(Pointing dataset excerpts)
## start

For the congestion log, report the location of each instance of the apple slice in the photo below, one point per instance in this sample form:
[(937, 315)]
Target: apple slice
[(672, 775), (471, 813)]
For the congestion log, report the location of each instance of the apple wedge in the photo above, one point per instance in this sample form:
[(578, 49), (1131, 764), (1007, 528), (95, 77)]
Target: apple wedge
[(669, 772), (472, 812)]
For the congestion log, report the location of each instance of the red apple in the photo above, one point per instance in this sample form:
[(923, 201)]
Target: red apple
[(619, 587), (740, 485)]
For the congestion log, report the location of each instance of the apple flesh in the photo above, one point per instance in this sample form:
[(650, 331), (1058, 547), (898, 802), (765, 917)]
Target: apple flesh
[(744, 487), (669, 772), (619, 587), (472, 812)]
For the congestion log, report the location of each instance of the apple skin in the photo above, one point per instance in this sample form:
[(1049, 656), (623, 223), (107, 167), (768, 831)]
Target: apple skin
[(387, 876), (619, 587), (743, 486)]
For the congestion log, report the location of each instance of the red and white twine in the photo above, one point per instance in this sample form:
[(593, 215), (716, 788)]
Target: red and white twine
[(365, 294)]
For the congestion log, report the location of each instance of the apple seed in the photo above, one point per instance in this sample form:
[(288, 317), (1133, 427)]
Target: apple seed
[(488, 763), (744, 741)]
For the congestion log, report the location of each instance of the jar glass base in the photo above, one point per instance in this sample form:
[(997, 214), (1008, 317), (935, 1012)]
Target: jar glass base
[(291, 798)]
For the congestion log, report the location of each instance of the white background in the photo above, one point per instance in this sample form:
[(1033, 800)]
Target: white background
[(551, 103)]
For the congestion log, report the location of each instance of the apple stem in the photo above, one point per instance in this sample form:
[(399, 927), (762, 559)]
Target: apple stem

## end

**Request**
Repeat the lines of the records word for word, beginning with the line that contains "the apple stem" and continuing through the end of the records.

**Final answer**
For the congestion log, report the location of each instance of the apple stem in the photo above, one point per instance in this sample form:
[(399, 927), (762, 559)]
Target: apple stem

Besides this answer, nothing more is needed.